- 页面正文
POJ3197(连分数示意)
POJ3197(连分数表示)
题目:http://poj.org/problem?id=3197
分析:对于分数利用欧几里德算法可以写成连分数的形式,这样p和q很大,用Java大数写很方便。
import java.io.*;
import java.util.*;
import java.math.BigInteger;
public class Main
{
static final int N = 100005;
static BigInteger ans[] = new BigInteger[N];
static int cnt = 0;
static boolean EqualToZero(BigInteger x)
{
if(x.compareTo(BigInteger.ZERO) == 0) return true;
else return false;
}
static void gcd(BigInteger a,BigInteger b)
{
cnt = 0;
ans[cnt++] = a.divide(b);
BigInteger r = a.mod(b);
while(!EqualToZero(r))
{
a = b;
b = r;
ans[cnt++] = a.divide(b);
r = a.mod(b);
}
ans[cnt++] = BigInteger.ONE;
ans[cnt-2] = ans[cnt-2].subtract(BigInteger.ONE);
}
public static void main(String[] args)
{
Scanner cin = new Scanner(System.in);
int tt = 1;
while(cin.hasNextBigInteger())
{
BigInteger p = cin.nextBigInteger();
BigInteger q = cin.nextBigInteger();
if(EqualToZero(p) && EqualToZero(q)) break;
gcd(p,q);
System.out.println("Case "+(tt++)+":");
System.out.println(p+" / "+q);
int length = 3*(cnt-1);
for(int i=0;i<cnt;i++)
length += ans[i].toString().length();
int len = length;
int ct = 0;
for(int k=0;k<cnt-1;k++)
{
int pos = ans[k].toString().length() + 3;
int record = pos;
int num = length - pos;
int tmp = 0;
if(num % 2 == 1)
{
tmp = num / 2 + 1;
pos += tmp;
}
else
{
tmp = num / 2;
pos += tmp;
}
for(int i=1;i<=ct;i++)
System.out.print(".");
for(int i=1;i<=length;i++)
{
if(i == pos) System.out.print("1");
else System.out.print(".");
}
System.out.println("");
for(int i=1;i<=ct;i++)
System.out.print(".");
System.out.print(ans[k]+".+.");
for(int i=1;i<=num;i++)
System.out.print("-");
System.out.println("");
length -= record;
ct += record;
}
for(int i=1;i<len;i++)
System.out.print(".");
System.out.println("1");
}
}
}

- 要做的事
1. 根据上面的页面正文回答:
(a) 分析里说,分数可以用什么算法写成连分数的形式?
(b) 分析里说,因为p和q很大,用什么来写很方便?
(c) 代码里常量N的值是多少?
2. 把上面页面正文从“import java.io.*;”开始、到“boolean EqualToZero(BigInteger x)”为止(两头都算在内)的这段重写出来,其中的“EqualToZero”一律替换成“IsZero”。

- 给出的列表
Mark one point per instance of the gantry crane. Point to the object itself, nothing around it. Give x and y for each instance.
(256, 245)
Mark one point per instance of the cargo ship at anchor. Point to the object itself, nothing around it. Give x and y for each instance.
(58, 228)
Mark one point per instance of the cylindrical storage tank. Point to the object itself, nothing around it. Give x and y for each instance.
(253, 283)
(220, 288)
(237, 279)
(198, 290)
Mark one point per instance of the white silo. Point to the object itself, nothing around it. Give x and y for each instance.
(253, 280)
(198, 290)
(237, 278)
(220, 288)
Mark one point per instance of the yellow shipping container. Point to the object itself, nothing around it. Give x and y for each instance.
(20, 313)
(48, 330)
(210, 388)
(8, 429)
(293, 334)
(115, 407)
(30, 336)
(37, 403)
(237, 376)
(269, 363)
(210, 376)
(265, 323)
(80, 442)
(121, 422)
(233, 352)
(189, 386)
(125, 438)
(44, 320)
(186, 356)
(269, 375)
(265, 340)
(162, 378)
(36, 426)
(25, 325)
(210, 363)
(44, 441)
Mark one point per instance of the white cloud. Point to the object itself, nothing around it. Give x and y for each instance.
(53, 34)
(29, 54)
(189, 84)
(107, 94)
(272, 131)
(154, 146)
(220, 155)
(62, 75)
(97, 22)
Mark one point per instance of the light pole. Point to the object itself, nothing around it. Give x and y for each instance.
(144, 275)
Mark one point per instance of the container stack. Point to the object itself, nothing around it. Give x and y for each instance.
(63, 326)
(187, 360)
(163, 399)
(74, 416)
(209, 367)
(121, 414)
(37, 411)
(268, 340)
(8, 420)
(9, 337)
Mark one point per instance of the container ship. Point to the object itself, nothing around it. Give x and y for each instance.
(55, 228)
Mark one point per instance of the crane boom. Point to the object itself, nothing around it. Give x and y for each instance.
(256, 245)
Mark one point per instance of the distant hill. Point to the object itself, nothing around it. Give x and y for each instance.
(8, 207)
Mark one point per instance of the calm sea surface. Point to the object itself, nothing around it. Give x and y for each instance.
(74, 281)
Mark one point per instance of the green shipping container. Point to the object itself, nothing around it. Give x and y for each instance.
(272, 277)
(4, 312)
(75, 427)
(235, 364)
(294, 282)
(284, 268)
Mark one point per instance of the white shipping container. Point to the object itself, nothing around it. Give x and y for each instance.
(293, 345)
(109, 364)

- 完整答案
1.
(a) 欧几里德算法。
(b) Java大数。
(c) 100005。

2.
import java.io.*;
import java.util.*;
import java.math.BigInteger;
public class Main
{
static final int N = 100005;
static BigInteger ans[] = new BigInteger[N];
static int cnt = 0;
static boolean IsZero(BigInteger x)